- Action item: Copy the lines word for word. Begin at the line that contains "detect_objects — Locates the specified blue" and end with the final line of the data.
:::::
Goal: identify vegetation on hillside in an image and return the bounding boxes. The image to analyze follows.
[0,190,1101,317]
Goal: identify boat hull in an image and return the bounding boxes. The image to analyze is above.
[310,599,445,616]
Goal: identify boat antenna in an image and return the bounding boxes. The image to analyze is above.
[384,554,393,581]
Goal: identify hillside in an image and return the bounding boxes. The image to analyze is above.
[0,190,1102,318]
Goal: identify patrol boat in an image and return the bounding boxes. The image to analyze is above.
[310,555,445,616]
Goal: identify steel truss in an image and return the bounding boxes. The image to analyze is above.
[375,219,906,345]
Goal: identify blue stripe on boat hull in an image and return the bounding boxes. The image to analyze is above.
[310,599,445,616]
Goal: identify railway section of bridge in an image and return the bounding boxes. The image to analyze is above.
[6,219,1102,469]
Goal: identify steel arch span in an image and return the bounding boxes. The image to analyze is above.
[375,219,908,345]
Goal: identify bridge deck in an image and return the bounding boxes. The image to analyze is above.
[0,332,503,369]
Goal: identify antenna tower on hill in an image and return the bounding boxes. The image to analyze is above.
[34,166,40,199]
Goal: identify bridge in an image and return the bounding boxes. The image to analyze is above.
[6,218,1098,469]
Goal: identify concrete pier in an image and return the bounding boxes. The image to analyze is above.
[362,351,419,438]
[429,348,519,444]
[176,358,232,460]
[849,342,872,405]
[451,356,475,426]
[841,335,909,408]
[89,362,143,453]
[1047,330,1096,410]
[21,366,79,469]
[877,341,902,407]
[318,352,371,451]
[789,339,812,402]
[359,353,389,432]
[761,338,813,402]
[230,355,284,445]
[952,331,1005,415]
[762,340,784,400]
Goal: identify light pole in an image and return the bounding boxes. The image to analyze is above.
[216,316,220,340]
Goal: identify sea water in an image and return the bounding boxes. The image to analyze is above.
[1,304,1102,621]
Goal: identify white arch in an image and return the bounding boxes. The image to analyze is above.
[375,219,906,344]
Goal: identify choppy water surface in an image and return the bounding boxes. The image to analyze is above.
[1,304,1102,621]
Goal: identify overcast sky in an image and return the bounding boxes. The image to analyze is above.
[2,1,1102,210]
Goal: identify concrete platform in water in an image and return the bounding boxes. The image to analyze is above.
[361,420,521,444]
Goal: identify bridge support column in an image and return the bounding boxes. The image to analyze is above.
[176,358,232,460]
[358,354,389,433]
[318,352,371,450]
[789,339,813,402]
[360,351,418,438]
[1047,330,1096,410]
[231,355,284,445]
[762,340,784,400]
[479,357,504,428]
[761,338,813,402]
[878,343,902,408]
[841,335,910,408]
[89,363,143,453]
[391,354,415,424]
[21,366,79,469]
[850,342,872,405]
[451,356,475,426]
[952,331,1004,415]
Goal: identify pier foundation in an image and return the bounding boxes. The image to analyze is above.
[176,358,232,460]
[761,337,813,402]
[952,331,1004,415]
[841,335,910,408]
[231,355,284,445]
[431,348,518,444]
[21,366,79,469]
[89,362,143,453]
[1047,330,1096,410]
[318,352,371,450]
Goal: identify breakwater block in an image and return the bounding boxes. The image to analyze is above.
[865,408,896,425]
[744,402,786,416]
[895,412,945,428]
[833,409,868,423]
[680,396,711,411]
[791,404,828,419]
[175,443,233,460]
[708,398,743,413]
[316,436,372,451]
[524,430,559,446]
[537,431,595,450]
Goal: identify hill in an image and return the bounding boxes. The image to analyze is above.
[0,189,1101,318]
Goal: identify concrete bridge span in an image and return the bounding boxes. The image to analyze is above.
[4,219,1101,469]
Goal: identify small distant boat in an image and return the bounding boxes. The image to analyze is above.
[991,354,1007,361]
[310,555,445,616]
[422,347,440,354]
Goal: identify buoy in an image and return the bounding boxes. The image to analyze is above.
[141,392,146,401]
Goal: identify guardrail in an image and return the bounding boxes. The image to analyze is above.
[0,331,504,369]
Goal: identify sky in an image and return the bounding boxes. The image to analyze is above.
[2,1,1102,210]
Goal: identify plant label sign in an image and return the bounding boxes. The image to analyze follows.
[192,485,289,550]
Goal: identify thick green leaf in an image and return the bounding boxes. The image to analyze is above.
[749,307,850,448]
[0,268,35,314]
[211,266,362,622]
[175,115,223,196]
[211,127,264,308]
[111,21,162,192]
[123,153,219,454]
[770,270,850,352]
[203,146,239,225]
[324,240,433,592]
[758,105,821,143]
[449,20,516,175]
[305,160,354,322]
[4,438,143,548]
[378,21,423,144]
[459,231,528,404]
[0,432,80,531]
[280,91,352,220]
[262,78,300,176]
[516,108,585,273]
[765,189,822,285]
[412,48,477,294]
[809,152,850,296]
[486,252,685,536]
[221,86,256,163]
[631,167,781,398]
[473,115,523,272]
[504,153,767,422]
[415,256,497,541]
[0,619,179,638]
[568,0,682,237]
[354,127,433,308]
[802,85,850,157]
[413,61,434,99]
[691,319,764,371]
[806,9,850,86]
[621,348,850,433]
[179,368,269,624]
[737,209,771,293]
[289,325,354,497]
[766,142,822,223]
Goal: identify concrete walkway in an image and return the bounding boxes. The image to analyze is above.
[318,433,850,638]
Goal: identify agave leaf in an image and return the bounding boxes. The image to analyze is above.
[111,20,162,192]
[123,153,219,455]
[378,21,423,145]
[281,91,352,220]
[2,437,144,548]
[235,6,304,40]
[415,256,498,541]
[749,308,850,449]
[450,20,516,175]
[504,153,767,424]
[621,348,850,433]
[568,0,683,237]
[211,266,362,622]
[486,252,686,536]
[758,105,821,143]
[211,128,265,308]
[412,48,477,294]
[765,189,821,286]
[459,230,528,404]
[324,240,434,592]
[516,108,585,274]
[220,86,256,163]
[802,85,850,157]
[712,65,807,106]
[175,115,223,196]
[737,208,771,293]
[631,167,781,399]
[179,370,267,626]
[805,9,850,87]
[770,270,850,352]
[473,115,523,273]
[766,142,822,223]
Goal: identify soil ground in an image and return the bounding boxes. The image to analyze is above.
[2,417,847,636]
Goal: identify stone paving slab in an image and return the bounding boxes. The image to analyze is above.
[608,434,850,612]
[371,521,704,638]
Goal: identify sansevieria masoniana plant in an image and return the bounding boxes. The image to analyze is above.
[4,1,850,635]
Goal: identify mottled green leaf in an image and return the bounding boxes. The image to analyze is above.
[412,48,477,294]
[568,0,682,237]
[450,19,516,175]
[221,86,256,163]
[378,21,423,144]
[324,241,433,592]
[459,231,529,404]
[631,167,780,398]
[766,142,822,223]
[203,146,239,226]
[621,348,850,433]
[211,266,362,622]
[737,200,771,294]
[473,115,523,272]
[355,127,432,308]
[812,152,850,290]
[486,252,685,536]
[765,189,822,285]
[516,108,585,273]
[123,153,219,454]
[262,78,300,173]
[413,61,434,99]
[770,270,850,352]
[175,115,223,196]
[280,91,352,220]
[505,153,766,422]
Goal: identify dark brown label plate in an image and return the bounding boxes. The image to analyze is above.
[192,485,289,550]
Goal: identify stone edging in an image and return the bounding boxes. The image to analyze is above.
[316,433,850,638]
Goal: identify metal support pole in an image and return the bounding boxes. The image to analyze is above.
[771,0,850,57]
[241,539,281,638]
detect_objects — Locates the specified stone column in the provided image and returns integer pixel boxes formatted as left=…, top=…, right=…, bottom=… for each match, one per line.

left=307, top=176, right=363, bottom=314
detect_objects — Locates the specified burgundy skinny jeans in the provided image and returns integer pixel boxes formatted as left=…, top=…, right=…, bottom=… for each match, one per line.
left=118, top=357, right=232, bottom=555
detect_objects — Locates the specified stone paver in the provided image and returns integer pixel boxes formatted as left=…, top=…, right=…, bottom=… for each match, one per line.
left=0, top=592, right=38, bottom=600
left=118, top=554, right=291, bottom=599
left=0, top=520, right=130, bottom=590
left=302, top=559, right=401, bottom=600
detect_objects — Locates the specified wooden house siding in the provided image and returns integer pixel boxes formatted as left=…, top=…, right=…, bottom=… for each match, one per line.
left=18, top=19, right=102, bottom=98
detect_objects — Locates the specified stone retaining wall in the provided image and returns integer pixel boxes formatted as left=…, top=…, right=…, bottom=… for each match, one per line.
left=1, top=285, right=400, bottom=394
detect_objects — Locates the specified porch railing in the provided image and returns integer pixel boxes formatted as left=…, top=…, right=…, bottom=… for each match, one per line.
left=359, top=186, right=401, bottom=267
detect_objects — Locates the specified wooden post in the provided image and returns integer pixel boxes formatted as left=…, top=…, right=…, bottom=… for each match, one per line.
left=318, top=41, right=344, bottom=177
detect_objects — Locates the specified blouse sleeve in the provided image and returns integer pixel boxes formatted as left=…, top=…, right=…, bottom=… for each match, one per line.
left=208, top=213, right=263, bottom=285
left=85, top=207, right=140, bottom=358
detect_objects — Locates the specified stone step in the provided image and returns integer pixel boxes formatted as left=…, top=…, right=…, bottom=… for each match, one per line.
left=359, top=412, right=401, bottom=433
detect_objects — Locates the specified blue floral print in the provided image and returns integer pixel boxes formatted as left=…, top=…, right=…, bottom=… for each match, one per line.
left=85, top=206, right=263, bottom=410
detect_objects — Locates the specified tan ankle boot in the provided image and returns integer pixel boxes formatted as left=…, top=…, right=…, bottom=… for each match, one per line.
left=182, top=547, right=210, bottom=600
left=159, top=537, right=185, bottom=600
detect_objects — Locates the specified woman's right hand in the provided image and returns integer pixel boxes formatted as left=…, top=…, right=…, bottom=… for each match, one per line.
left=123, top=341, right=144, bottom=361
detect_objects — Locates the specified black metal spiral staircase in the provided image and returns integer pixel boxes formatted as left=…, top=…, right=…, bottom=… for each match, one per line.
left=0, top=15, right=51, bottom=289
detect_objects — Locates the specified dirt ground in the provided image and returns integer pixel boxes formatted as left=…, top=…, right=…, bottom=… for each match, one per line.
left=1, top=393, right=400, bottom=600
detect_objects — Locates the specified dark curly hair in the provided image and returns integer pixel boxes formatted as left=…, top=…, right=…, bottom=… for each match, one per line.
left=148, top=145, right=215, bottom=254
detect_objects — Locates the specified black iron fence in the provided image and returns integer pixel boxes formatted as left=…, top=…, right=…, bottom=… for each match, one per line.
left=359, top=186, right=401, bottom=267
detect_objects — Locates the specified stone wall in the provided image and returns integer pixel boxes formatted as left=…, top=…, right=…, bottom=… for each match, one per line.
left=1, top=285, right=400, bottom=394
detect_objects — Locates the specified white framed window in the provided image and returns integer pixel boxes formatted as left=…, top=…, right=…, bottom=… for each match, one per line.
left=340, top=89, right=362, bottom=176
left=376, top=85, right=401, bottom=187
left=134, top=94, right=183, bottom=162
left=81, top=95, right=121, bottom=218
:::::
- Response:
detect_objects — Locates the specified blue floral print in the provided image and returns integer pixel boxes formatted as left=…, top=…, right=…, bottom=… for each match, one per line.
left=85, top=206, right=263, bottom=410
detect_objects — Locates the specified tan ankle boot in the provided image and returns integer pixel boxes formatted as left=…, top=…, right=…, bottom=… for each match, one per line.
left=182, top=547, right=210, bottom=600
left=159, top=537, right=185, bottom=600
detect_objects — Locates the specified woman's right hand in the provided image and returns integer pixel boxes formatted as left=…, top=…, right=…, bottom=… for each match, one per line.
left=123, top=341, right=144, bottom=361
detect_objects — Locates the specified black metal spiral staircase in the provided image and returns integer pixel boxes formatted as left=…, top=…, right=…, bottom=… for each match, one per line.
left=0, top=15, right=51, bottom=289
detect_objects — Locates the specified dirt ground in the provided image and returns integer pixel boxes formatted as left=…, top=…, right=…, bottom=… for each match, one per line.
left=1, top=393, right=400, bottom=600
detect_objects — Locates the specified dark curly hair in the provided image and returns integer pixel boxes formatted as left=…, top=…, right=…, bottom=… for each match, one per line.
left=148, top=145, right=215, bottom=254
detect_objects — Locates the specified black iron fence in the provided image and returns integer pixel boxes formatted as left=…, top=…, right=…, bottom=… for each match, one per line.
left=359, top=186, right=401, bottom=267
detect_objects — Locates the specified stone wall in the provided image and returns integer pixel boxes formatted as left=…, top=…, right=…, bottom=… for each match, one per line.
left=1, top=285, right=400, bottom=394
detect_objects — Locates the specified white framed window in the provided image and returns integer pixel boxes formatted as left=…, top=…, right=…, bottom=… for each match, one per line.
left=340, top=89, right=362, bottom=176
left=376, top=85, right=401, bottom=187
left=134, top=94, right=183, bottom=162
left=81, top=95, right=121, bottom=218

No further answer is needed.